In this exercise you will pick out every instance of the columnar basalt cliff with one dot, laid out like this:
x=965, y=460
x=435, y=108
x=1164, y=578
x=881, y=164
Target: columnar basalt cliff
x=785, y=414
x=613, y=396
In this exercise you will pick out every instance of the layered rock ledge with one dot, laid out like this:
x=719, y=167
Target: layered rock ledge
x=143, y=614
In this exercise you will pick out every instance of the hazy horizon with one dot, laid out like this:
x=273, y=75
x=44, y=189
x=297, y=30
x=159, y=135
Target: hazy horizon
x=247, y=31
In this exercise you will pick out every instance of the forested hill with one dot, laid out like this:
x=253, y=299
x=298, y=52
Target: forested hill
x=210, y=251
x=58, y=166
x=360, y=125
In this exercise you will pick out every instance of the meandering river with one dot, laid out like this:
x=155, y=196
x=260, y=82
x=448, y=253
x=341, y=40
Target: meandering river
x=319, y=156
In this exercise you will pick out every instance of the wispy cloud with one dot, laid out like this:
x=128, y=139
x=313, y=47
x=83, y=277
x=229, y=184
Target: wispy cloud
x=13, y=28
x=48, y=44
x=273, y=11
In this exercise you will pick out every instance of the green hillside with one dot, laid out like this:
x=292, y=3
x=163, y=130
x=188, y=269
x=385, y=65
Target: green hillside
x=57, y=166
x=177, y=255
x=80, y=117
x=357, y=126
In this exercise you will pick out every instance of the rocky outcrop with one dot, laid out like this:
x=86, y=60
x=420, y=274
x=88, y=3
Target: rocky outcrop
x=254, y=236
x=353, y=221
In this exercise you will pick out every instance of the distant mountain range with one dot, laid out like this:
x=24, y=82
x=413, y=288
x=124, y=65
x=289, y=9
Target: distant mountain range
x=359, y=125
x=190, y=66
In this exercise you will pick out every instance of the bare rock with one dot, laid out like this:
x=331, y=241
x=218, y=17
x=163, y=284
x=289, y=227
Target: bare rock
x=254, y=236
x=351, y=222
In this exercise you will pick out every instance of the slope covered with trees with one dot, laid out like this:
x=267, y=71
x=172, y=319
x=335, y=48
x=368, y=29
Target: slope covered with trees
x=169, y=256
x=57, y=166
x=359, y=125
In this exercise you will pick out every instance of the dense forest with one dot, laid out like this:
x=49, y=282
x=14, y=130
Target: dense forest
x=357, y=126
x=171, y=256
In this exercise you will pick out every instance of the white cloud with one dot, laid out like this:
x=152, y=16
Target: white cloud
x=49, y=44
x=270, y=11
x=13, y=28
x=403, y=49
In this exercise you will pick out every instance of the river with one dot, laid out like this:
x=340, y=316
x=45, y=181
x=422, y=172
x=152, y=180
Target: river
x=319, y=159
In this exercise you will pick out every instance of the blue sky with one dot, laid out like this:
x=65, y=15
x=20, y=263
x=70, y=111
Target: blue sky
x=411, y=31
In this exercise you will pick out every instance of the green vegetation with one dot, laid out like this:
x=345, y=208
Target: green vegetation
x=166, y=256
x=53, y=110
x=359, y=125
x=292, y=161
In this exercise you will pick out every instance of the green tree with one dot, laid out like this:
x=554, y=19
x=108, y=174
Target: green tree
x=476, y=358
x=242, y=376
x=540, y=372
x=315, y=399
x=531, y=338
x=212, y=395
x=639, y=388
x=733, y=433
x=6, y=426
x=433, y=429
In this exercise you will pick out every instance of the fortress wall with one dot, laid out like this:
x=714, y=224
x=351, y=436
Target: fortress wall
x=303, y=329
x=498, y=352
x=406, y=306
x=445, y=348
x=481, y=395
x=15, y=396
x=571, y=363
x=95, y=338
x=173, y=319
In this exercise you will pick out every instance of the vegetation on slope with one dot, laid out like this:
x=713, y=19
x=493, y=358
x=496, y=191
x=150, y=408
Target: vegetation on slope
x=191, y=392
^^^^^^^^^^^^^^^^
## Assigned task
Look above for the line that contains "x=493, y=358". That line and every line after it through the end of the data must be written out exactly, with nothing else.

## Result
x=493, y=358
x=496, y=191
x=150, y=408
Target: vegetation on slope
x=191, y=392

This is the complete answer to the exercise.